Teks Pilihan:
------

M. Ishom el-Saha (Guru Besar UIN Sultan Maulana Hasanuddin, Banten)
Menunaikan ibadah Haji secara be-rombongan merupakan kebiasaan yang telah berlangsung lama. Umat Islam dari penjuru dunia terbiasa melaksanakan ibadah haji secara berkelompok dan terorganisasi dengan dukungan satuan-satuan militer. Hal ini dimaksudkan untuk mengamankan jamaah dari kesulitan dan situasi keamanan di Jazirah Arab.
Karavan atau rombongan Haji sebelum ada transportasi modern yang paling terkenal ada dua: Rombongan pertama ialah rombongan haji Maroko yang terdiri dari peziarah asal Maroko dan Afrika Barat. Mereka melakukan perjalanan bersama-sama atau sendiri-sendiri melalui darat dari Afrika Utara hingga mencapai Kairo, atau melalui laut dari Maroko ke Alexandria dan dari sana ke Kairo melalui Sungai Nil.
Rombongan kedua, yang paling penting dan terbesar sepanjang era Islam, adalah kelompok haji Mesir, yang lebih terorganisasi dan penting. Karena sebagian besar tugasnya adalah membawa Kiswah Kakbah dari Mesir ke Mekkah melalui rute yang dikenal sepanjang sejarah sebagai “Jalur Peziarah Mesir.”
Rombongan pertama yakni jemaah haji asal Maroko dan Afrika Barat biasanya sesudah memasuki wilayah Mesir akan bergabung dengan rombongan kedua sehingga jumlah rombongan menjadi bertambah banyak.
Ada kisah menarik dalam konteks perjalanan rombongan pertama sebelum bergabung dengan rombongan kedua. Kisah yang disebutkan di dalam “Al-Hujjaj fi at-Tawashuli” ini berlatarkan salah satu jemaah asal Maroko bernama Najmuddin yang dalam perjalanan gajinya terpisah dari rombongan.
Najmuddin dikenal oleh sesama jemaah haji dalam rombongannya sebagai lelaki yang saleh karena ketakwaan dan kezuhudannya, serta kerinduannya yang dalam untuk mengunjungi Baitullah yang suci.
Dalam setiap tahap perjalanan, ia senantiasa memperbanyak doa dan zikir, hingga namanya dikenal sebagai teladan dalam ketulusan dan ketaatan.

------

Data Tersedia:
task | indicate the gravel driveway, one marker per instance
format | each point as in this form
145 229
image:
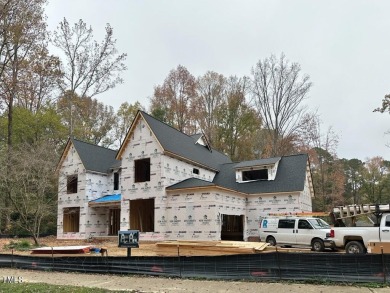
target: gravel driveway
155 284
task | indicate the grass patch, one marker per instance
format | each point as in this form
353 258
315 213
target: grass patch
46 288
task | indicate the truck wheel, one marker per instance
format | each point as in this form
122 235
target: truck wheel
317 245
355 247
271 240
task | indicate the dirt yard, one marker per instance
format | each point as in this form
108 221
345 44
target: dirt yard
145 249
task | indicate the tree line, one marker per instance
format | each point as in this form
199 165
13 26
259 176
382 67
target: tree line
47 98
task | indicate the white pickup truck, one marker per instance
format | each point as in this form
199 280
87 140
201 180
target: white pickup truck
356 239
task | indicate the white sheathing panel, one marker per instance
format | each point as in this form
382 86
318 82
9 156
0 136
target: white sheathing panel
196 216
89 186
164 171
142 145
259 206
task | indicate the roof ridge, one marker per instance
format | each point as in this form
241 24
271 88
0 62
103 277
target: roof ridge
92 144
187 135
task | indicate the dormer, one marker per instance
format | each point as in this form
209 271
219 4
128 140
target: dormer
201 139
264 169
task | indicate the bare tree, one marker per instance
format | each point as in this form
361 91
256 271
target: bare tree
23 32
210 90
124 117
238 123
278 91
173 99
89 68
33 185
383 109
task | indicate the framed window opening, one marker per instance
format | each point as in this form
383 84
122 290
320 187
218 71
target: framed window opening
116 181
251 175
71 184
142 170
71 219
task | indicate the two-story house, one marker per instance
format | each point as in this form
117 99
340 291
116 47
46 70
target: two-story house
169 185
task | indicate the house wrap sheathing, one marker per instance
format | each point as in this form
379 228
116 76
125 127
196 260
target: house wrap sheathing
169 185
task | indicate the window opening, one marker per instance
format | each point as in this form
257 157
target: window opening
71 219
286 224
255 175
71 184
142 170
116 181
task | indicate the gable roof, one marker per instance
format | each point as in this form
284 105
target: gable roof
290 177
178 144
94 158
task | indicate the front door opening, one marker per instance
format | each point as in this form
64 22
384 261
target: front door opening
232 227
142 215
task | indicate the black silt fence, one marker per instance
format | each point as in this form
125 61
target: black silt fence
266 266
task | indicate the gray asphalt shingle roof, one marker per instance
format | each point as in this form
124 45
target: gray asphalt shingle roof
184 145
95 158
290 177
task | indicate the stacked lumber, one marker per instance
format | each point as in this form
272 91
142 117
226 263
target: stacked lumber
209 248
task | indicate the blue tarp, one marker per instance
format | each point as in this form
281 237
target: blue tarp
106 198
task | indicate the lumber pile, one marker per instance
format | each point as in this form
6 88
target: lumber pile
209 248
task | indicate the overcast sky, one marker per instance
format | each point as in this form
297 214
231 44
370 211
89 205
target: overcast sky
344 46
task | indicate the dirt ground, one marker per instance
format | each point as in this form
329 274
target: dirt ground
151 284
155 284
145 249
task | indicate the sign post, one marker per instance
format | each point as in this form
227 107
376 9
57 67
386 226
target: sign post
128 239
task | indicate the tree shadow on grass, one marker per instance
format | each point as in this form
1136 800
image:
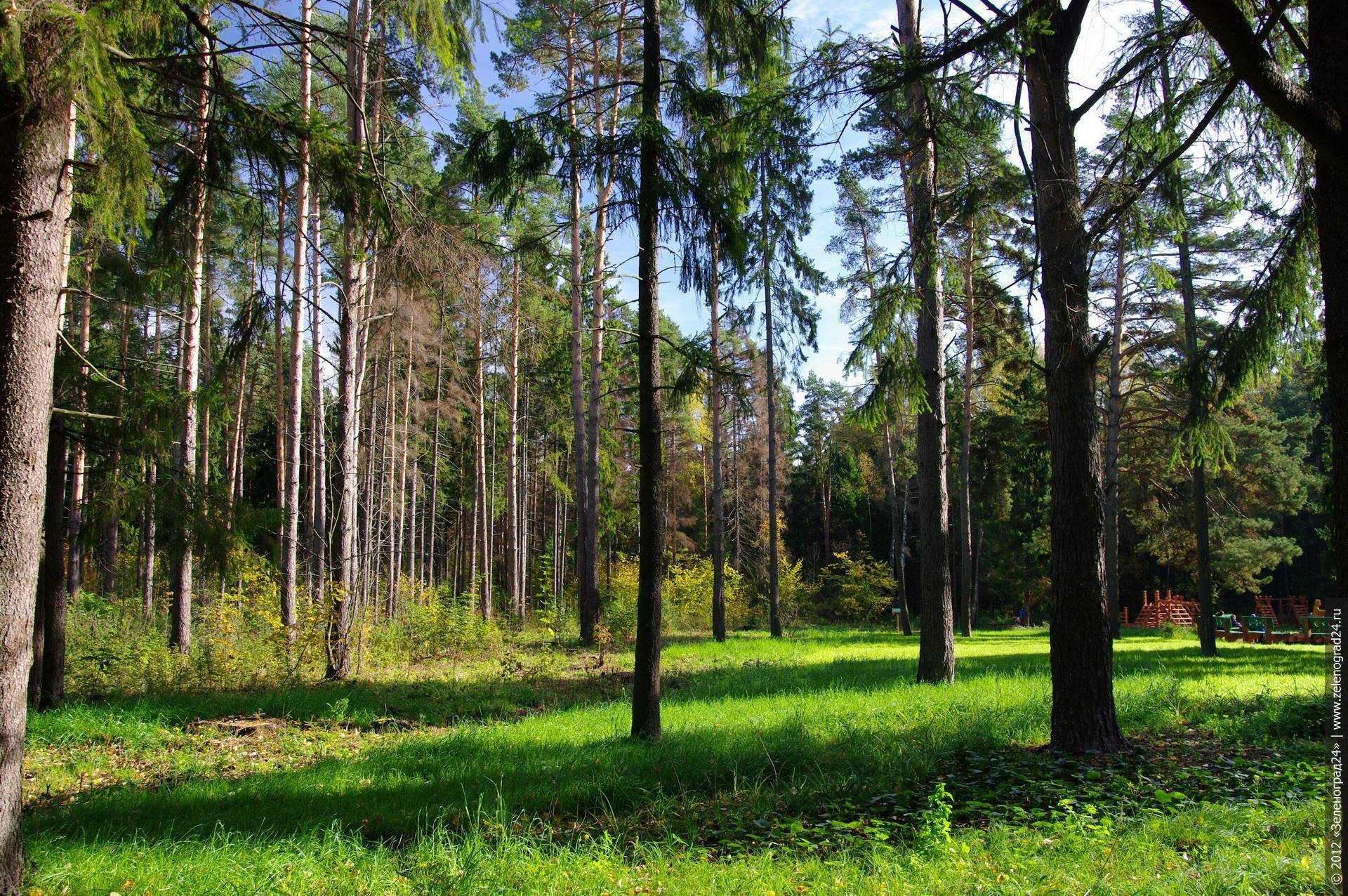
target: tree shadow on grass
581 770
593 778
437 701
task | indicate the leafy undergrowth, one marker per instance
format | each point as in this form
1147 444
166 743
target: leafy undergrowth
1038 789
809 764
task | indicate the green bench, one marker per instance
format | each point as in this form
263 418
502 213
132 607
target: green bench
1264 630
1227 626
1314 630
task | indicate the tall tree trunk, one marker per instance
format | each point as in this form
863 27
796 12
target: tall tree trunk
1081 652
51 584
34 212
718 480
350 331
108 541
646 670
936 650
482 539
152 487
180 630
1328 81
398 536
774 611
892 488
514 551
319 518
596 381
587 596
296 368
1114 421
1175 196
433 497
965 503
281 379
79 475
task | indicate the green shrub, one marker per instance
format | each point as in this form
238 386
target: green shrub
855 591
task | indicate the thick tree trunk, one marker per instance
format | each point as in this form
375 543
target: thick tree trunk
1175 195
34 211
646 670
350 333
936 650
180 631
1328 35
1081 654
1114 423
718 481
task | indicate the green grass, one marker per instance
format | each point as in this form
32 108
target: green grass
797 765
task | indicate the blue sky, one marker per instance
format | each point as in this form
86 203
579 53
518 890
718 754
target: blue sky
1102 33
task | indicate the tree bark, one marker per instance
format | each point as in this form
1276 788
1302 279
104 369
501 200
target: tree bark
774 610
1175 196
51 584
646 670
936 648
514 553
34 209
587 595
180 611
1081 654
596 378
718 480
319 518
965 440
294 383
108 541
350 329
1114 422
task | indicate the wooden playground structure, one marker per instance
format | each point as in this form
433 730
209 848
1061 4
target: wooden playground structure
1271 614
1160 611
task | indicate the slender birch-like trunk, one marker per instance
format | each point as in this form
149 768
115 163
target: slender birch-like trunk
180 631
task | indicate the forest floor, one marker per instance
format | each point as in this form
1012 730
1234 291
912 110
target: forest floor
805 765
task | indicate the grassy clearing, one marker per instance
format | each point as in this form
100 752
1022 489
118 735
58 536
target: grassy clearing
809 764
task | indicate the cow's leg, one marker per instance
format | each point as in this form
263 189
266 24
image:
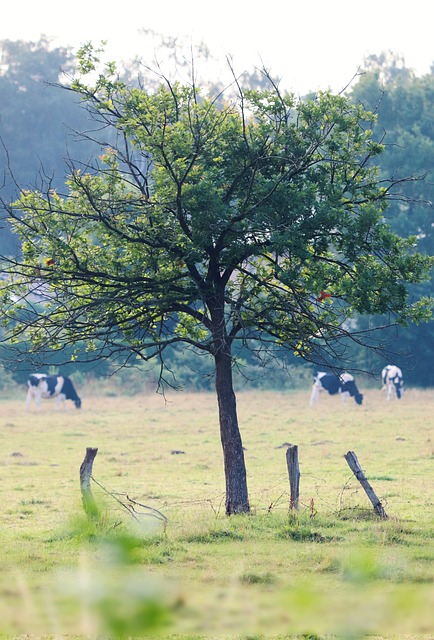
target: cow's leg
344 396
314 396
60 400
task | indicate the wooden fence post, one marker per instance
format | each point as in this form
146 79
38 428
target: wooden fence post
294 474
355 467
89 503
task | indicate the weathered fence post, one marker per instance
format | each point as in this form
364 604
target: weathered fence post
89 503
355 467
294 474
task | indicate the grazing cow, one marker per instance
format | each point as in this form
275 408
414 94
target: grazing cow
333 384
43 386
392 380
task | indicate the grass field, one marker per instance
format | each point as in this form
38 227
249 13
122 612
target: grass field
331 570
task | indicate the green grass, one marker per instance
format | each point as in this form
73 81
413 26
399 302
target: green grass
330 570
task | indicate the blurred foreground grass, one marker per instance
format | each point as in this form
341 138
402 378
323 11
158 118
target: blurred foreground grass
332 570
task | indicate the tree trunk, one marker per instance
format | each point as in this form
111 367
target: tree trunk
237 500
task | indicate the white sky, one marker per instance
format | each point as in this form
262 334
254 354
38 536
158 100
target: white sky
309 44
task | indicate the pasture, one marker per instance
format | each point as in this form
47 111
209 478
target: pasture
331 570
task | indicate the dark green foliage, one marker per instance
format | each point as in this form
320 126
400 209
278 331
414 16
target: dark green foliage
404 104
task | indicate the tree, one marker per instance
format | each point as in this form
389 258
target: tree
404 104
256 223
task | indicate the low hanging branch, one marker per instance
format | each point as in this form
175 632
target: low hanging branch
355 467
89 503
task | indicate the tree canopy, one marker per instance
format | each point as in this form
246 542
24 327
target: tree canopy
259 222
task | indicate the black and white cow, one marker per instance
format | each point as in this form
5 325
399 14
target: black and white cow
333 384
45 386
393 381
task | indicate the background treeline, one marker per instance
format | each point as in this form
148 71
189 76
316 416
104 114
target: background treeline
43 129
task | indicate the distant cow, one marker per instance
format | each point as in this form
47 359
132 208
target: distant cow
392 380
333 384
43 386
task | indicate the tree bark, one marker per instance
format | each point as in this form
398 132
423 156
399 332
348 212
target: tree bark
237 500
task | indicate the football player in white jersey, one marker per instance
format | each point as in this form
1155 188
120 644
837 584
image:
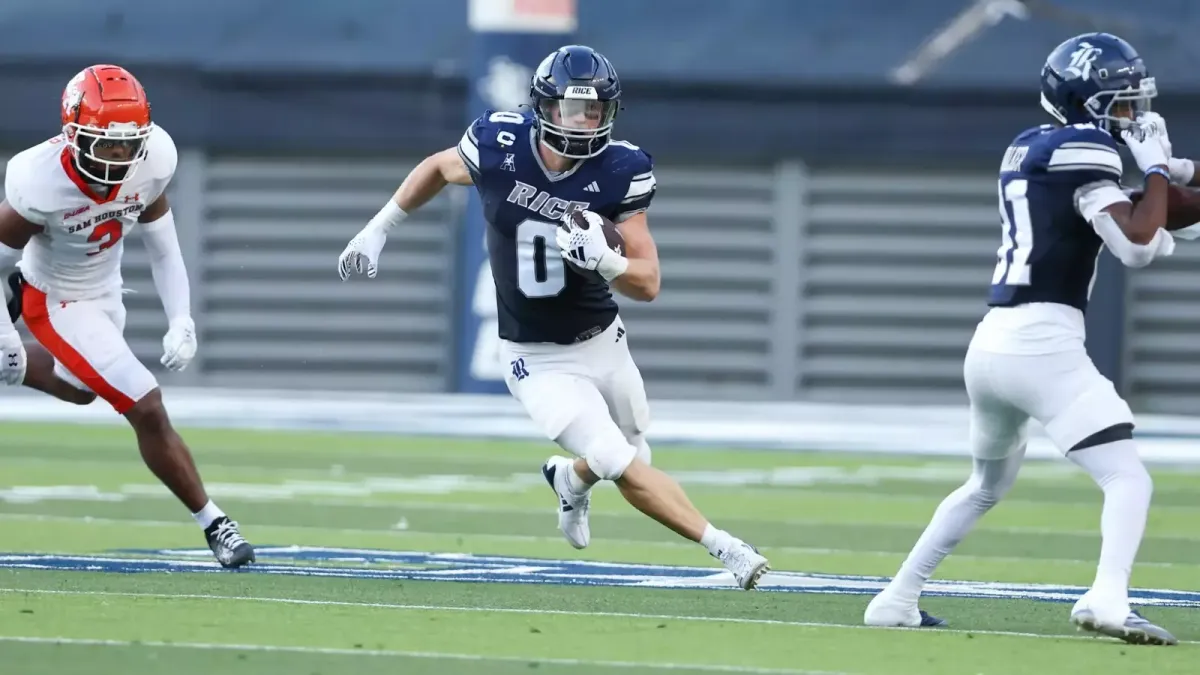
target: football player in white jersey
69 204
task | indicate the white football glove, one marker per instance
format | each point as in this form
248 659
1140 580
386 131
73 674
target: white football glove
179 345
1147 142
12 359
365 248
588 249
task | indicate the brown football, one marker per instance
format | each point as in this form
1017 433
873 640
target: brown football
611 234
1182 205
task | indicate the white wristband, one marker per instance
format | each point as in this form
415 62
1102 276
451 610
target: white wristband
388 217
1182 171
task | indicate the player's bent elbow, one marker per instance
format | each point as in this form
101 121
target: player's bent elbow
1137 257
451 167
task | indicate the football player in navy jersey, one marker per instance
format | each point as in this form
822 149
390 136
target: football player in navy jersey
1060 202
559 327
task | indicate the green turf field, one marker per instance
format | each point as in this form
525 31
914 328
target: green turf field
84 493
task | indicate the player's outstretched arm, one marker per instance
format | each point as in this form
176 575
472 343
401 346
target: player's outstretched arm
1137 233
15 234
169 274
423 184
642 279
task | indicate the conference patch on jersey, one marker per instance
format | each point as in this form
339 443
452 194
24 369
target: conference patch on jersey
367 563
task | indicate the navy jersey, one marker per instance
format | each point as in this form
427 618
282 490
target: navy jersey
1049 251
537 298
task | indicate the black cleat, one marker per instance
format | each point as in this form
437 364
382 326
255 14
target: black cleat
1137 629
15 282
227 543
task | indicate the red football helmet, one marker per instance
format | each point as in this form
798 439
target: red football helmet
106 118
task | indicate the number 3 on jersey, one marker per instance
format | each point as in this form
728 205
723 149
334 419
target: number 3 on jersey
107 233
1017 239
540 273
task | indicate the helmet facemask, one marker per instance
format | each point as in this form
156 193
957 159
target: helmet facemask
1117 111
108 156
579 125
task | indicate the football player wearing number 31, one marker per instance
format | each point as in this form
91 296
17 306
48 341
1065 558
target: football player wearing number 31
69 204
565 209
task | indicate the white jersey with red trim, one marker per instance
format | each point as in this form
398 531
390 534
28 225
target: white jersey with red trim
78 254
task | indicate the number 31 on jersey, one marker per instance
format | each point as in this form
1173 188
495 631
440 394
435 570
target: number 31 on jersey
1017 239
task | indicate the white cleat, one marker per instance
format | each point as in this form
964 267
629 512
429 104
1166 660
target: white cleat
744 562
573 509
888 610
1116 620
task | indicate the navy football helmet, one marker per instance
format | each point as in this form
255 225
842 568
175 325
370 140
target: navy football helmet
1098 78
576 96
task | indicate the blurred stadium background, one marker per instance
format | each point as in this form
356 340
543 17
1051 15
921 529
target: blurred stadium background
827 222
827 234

------

Daftar Tugas:
**a.** Sebutkan semua nama kota yang tercantum dalam teks tentang rombongan haji.
**b.** Teruskan teks tentang rombongan haji mulai dari kalimat terakhirnya.
Listing di atas tidak berkaitan dengan teks pilihan.

Hasil:
**a.** Kairo, Alexandria, Mekkah

**b.**
Suatu senja, saat kafilah berhenti di sebuah lembah sunyi untuk beristirahat, Najmuddin menyendiri sejenak untuk merenung dan salat malam. Ia menjauh dari rombongan dalam diam dan ketenangan. Namun saat kembali ke tempat perkemahan, ia mendapati bahwa kafilah telah berangkat dan meninggalkannya sendirian di tengah padang pasir yang sunyi dan luas, tanpa teman selain Allah.
Najmuddin bingung, menoleh ke kanan dan kiri, namun yang tampak hanyalah pasir dan fatamorgana. Airnya hampir habis, bekalnya dimakan oleh lapar, dan ia tidak tahu arah jalan.
Meski begitu, Najmuddin tidak panik. Ia duduk di atas batu dan berkata, “Ya Rabb, jika mereka berjalan bersama penunjuk jalan, maka Engkau adalah penunjuk jalanku. Jika mereka tersesat, maka jalan-Mu takkan pernah hilang. Jika mereka bersama rombongan, maka aku bersama-Mu, wahai Tuhanku.”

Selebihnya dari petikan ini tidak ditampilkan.